What the task requires:
From the material below, copy out each line that contains the string "water", and treat uppercase and lowercase as different.

Location labeling records:
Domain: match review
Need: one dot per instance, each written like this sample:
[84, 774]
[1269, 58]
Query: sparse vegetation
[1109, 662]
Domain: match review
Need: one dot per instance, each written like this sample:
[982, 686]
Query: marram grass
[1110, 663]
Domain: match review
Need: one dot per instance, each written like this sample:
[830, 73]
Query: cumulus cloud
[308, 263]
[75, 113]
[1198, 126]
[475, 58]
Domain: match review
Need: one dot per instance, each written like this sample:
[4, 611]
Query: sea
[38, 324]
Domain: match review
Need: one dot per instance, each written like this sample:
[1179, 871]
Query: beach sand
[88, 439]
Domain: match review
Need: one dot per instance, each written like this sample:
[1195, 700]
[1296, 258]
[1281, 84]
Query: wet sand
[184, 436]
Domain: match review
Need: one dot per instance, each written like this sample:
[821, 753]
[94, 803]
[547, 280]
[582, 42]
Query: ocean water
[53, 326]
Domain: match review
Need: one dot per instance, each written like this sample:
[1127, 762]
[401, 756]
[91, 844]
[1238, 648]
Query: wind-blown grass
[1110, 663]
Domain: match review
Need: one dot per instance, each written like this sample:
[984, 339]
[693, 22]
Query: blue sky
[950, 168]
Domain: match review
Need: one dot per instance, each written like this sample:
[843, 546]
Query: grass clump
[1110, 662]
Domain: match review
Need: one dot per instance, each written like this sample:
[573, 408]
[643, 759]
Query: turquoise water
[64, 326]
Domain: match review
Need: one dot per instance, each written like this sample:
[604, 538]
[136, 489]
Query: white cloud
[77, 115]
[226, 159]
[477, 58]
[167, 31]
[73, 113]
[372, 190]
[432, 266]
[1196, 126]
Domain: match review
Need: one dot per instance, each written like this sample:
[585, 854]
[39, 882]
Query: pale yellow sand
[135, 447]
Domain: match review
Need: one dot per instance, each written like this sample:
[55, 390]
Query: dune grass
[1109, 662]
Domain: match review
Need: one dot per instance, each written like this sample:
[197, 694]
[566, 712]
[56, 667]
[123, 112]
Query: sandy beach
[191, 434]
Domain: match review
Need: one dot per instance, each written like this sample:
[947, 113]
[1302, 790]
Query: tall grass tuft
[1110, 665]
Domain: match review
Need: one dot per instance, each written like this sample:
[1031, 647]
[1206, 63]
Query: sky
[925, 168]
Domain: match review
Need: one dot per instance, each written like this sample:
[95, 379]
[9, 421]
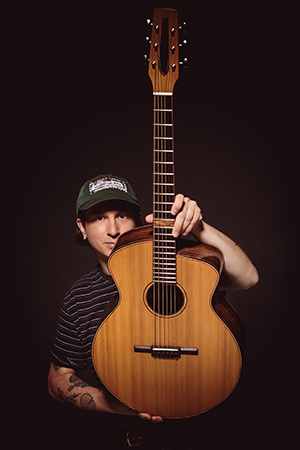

Task response:
Query: ocean water
Query: turquoise water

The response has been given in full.